[Приведённый текст]
↓↓↓

С тех времен сохранился еще один нетронутый памятник Вождю, куцый, но гордый, – в маленьком поселке в Казахстане.
Однако даже в Гори высотный Сталин маячит уже давно не как символ, а скорее как историческая реликвия, даже раритет, не более. Словно сохраненный с тех еще времен. Его музей здесь же, неподалеку, где симпатичная девушка из сувенирной лавки с кокетливым синим беретом одета в форму работника НКВД, чтобы помнили, а рядом с музеем дом, точнее копия, где Вождь несусветный когда-то вылез на свет.
Кого только не рожают в этом мире женщины, отмучившись сдуру: и людей, и нелюдей. И маленьких праведников, как правило, с трагической судьбой, и великих преступников. С ней же, неразборчивой.
В самом конце XX века и активно в начале XXI вдруг запестрели, в основном по России, вытащенные из запасников бюсты Сталина, и даже вскрылся небольшой именной музей в Волгограде. Здесь Сталин – нередко ностальгия по величию державы. Есть бюсты в Украине, от закоулков парков до психбольницы, и в Беларуси. Но это все отливает серой серебряной краской, как дань эпохе СССР, а не коленопреклоненная святыня. В той же независимой Грузии сегодня 18 памятников, главным образом бюстов, Сталину. Земляк есть земляк. Даже если он ужасный, потому и великий.

↑↑↑

[Задания]
a - Определите, соответствуют ли тексту о памятниках Сталину следующие утверждения: (i) в Грузии сегодня насчитывается 18 памятников Сталину; (ii) девушка из сувенирной лавки в Гори носит красный берет; (iii) бюсты Сталина в Украине и Беларуси воспринимаются как коленопреклонённая святыня. На каждое ответьте «да» или «нет» и приведите решающие слова текста в точной цитате.
b - Переведите на английский язык предложение из текста о памятниках Сталину: «Здесь Сталин – нередко ностальгия по величию державы».
c - Выведите без изменений фрагмент текста о памятниках Сталину, начиная с «С тех времен» и заканчивая «ней же, неразборчивой.».
Опирайтесь только на приведённый текст, без привлечения посторонних сведений.

[Выдержка из данных]
↓↓↓

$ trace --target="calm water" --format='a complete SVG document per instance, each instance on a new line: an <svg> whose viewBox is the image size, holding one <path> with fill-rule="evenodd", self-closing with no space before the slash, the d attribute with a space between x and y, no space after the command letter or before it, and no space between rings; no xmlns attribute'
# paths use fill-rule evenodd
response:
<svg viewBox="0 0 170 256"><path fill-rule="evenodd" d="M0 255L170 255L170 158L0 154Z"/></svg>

↑↑↑

[Ответы к заданиям]
a -
(i) Да: «В той же независимой Грузии сегодня 18 памятников, главным образом бюстов, Сталину».
(ii) Нет: «с кокетливым синим беретом».
(iii) Нет: «как дань эпохе СССР, а не коленопреклоненная святыня».

b - Here, Stalin is often nostalgia for the greatness of the state.

c -
С тех времен сохранился еще один нетронутый памятник Вождю, куцый, но гордый, – в маленьком поселке в Казахстане.
Однако даже в Гори высотный Сталин маячит уже давно не как символ, а скорее как историческая реликвия, даже раритет, не более. Словно сохраненный с тех еще времен. Его музей здесь же, неподалеку, где симпатичная девушка из сувенирной лавки с кокетливым синим беретом одета в форму работника НКВД, чтобы помнили, а рядом с музеем дом, точнее копия, где Вождь несусветный когда-то вылез на свет.
Кого только не рожают в этом мире женщины, отмучившись сдуру: и людей, и нелюдей. И маленьких праведников, как правило, с трагической судьбой, и великих преступников. С ней же, неразборчивой.